■ **Tareas a realizar**:
1. Transcriba sin cambios el fragmento del texto sobre los crucifijos en las aulas que va desde "Obviamente, se ordena" hasta "derechos se regatearan.".
2. ¿Qué artículo de la Constitución se cita en el texto sobre los crucifijos en las aulas?
3. Redacte la continuación del texto sobre los crucifijos en los centros escolares, a partir de su última oración.

■ **Texto de la página**:

Si la respuesta a la primera pregunta fuera positiva, la situación podría ser curiosa. Lo pensé el otro día, invitado por la sede madrileña de la Universidad Pontificia de Salamanca a hablar de laicismo junto a mi muy leído Reyes Mate; curiosa pareja, fruto quizá del amor de los organizadores a la tolerancia (para conmigo, muy probablemente…). Miré y remiré por el aula y no vislumbré crucifijo alguno; no pude evitar acordarme de la bronca jiennense.

No creo que, Constitución en mano, pueda nadie exigir en justicia que pongan un crucifijo en el aula donde cursa estudios su hijo. Asunto distinto es que, si lo solicita, pueda ser atendido; nos moveríamos en el ámbito de la tolerancia… En mi Facultad, de una Universidad pública hay una escueta capilla, con Sagrario y todo, durante el curso escolar. Cuando llego a trabajar suelo hacerle una visita; no hay aglomeraciones… La verdad es que me alegra sentirme, también por esto, en mi casa y comprobar que ello a nadie molesta.

¿Puede alguien, Constitución en mano, retirar todos los crucifijos de los centros escolares públicos de Andalucía? Sólo si mantiene el texto constitucional crispadamente cerrado, para evitar toda tentación de leerlo. Si lo abre, el artículo 16.3 lo sacará de dudas: "Los poderes públicos tendrán en cuenta las creencias religiosas de la sociedad española y mantendrán las consiguientes relaciones de cooperación con la Iglesia Católica y las demás confesiones".

Obviamente, se ordena (estamos hablando de justicia y de reconocimiento de derechos) que se tengan en cuenta las creencias religiosas de los ciudadanos para satisfacerlas, en todo aquello que una actitud de cooperación pueda brindar; no para ver el modo de atropellarlas con mayor eficacia, generando inútiles conflictos. Pintoresco sería que ejerciendo la tolerancia se bordara lo imaginativo, mientras los derechos se regatearan.

■ **Datos proporcionados**:
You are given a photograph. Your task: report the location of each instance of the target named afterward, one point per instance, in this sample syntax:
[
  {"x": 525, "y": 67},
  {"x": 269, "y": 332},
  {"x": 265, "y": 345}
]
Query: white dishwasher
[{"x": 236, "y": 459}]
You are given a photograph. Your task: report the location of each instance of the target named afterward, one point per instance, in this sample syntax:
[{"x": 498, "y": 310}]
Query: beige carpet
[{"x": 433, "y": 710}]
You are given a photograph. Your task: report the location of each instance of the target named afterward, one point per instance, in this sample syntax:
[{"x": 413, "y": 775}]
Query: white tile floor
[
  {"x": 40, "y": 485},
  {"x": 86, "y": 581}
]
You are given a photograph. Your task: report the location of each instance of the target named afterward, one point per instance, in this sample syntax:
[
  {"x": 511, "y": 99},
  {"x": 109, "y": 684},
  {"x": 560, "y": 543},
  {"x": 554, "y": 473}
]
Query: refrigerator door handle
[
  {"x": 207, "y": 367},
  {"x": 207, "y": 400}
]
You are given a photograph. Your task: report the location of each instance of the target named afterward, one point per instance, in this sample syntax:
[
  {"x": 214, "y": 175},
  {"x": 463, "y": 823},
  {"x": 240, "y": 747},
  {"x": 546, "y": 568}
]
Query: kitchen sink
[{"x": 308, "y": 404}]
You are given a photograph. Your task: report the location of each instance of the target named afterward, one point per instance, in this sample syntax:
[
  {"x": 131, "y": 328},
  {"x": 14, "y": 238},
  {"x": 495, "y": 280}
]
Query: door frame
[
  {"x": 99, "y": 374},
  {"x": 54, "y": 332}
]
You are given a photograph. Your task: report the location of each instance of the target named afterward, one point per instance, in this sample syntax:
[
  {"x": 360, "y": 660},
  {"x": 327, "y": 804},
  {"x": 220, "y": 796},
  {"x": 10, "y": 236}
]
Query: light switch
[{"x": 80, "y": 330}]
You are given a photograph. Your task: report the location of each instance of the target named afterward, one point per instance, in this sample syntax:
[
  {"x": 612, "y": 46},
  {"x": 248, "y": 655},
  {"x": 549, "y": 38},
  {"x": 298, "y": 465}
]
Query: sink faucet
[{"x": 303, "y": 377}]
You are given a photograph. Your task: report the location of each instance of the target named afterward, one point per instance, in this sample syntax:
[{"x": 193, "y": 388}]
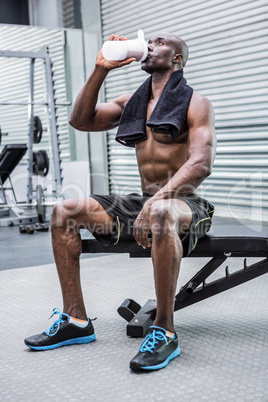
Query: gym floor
[{"x": 224, "y": 340}]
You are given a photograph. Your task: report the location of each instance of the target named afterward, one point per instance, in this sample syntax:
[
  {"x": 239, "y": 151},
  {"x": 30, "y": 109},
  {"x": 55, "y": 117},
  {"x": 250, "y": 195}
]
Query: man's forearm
[{"x": 84, "y": 107}]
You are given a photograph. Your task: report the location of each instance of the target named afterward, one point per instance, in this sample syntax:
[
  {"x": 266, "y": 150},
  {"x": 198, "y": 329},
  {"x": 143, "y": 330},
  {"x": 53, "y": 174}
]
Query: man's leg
[
  {"x": 66, "y": 220},
  {"x": 72, "y": 326},
  {"x": 169, "y": 220}
]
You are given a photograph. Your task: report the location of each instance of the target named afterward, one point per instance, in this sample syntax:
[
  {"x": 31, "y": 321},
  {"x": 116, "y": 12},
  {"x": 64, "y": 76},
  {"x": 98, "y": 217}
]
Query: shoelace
[
  {"x": 56, "y": 325},
  {"x": 150, "y": 341}
]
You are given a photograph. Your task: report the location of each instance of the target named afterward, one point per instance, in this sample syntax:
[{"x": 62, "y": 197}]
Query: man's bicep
[
  {"x": 107, "y": 115},
  {"x": 202, "y": 137}
]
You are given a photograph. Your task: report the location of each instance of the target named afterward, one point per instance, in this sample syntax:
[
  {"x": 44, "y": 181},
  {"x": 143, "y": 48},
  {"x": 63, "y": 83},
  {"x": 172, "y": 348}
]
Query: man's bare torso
[{"x": 160, "y": 157}]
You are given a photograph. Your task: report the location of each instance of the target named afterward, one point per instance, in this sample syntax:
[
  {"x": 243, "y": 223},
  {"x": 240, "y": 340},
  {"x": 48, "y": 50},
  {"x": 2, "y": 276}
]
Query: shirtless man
[{"x": 171, "y": 169}]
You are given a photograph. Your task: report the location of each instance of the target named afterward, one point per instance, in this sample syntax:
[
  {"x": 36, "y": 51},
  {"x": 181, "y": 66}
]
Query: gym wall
[{"x": 228, "y": 64}]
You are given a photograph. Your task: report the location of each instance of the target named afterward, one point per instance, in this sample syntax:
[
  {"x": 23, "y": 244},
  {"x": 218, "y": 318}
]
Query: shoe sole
[
  {"x": 159, "y": 366},
  {"x": 83, "y": 339}
]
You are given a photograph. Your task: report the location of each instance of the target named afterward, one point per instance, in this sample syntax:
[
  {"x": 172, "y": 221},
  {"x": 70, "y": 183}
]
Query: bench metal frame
[{"x": 218, "y": 248}]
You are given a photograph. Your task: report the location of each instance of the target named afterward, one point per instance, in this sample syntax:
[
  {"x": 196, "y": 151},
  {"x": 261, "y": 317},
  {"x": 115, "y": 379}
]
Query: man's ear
[{"x": 177, "y": 58}]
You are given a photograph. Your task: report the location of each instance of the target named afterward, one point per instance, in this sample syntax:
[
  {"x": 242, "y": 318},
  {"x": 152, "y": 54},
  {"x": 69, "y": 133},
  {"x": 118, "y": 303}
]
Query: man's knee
[
  {"x": 170, "y": 216},
  {"x": 162, "y": 217}
]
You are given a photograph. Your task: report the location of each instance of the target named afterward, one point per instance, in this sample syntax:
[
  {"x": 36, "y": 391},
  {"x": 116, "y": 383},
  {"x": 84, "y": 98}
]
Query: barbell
[{"x": 39, "y": 204}]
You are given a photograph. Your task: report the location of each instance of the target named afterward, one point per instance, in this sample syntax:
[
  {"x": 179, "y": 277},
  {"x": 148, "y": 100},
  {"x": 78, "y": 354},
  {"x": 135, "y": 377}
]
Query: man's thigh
[{"x": 87, "y": 213}]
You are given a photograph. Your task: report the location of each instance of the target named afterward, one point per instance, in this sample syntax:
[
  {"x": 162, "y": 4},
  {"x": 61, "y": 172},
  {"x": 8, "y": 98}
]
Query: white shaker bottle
[{"x": 123, "y": 49}]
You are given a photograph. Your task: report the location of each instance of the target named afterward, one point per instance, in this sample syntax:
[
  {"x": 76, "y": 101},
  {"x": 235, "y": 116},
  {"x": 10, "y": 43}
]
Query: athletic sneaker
[
  {"x": 156, "y": 350},
  {"x": 61, "y": 333}
]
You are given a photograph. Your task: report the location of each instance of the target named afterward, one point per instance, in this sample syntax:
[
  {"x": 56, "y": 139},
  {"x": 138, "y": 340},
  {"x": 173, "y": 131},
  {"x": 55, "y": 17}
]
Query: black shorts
[{"x": 124, "y": 211}]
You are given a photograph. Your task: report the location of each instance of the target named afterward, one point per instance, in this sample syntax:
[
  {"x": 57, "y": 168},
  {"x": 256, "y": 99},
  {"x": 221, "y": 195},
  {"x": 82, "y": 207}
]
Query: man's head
[{"x": 165, "y": 51}]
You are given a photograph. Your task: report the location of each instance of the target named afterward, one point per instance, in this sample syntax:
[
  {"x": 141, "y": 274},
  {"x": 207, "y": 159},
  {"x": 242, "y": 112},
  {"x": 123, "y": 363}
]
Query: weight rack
[{"x": 50, "y": 104}]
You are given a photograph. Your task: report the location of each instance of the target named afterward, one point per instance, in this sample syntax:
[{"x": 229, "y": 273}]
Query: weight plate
[{"x": 40, "y": 204}]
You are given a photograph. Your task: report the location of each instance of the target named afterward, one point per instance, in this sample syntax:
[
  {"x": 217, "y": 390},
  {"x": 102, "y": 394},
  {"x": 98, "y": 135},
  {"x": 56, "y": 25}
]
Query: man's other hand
[{"x": 111, "y": 64}]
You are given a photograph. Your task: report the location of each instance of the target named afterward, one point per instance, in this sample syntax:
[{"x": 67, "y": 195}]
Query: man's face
[{"x": 161, "y": 52}]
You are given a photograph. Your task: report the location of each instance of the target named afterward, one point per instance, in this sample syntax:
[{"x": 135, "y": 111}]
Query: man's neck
[{"x": 159, "y": 80}]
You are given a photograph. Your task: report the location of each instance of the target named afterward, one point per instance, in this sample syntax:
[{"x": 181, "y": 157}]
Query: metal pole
[
  {"x": 30, "y": 142},
  {"x": 53, "y": 126}
]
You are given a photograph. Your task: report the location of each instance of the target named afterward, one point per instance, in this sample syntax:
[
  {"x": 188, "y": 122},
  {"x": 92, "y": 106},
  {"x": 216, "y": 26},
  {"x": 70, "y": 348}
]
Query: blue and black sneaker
[
  {"x": 61, "y": 333},
  {"x": 156, "y": 350}
]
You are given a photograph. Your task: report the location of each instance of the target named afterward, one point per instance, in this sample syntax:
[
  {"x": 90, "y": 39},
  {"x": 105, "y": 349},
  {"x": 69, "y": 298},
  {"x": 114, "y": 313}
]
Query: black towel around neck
[{"x": 168, "y": 116}]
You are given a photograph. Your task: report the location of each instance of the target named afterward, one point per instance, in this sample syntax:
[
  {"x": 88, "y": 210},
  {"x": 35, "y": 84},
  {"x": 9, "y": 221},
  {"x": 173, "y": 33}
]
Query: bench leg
[{"x": 141, "y": 318}]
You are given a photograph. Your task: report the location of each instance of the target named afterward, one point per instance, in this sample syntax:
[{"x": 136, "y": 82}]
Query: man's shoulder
[
  {"x": 198, "y": 100},
  {"x": 122, "y": 100},
  {"x": 200, "y": 109}
]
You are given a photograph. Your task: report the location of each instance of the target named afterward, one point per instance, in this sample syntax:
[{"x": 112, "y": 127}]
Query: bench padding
[{"x": 240, "y": 241}]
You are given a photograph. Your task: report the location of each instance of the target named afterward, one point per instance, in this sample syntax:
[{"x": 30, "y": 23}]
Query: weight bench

■ **Resultados por tarea**:
1.
Obviamente, se ordena (estamos hablando de justicia y de reconocimiento de derechos) que se tengan en cuenta las creencias religiosas de los ciudadanos para satisfacerlas, en todo aquello que una actitud de cooperación pueda brindar; no para ver el modo de atropellarlas con mayor eficacia, generando inútiles conflictos. Pintoresco sería que ejerciendo la tolerancia se bordara lo imaginativo, mientras los derechos se regatearan.

2. El artículo 16.3.

3.
La apelación directa a la Iglesia Católica en el texto constitucional recuerda que, aunque "ninguna confesión tendrá carácter estatal" (así lo declara el mismo epígrafe), a nadie podrá extrañar que su saldo en la cooperación, sin ser excluyente, acabe resultando particularmente positivo. No sería sino consecuencia ('consiguiente') de una obviedad sociológica.

Para respetar la Constitución ¿habría que ornamentar con otros distintivos o ídolos, de las más de mil entidades religiosas registradas en España, cada aula de los centros escolares de Beoda? La pregunta puede parecer caricaturesca, pero no olviden que hay gente para todo.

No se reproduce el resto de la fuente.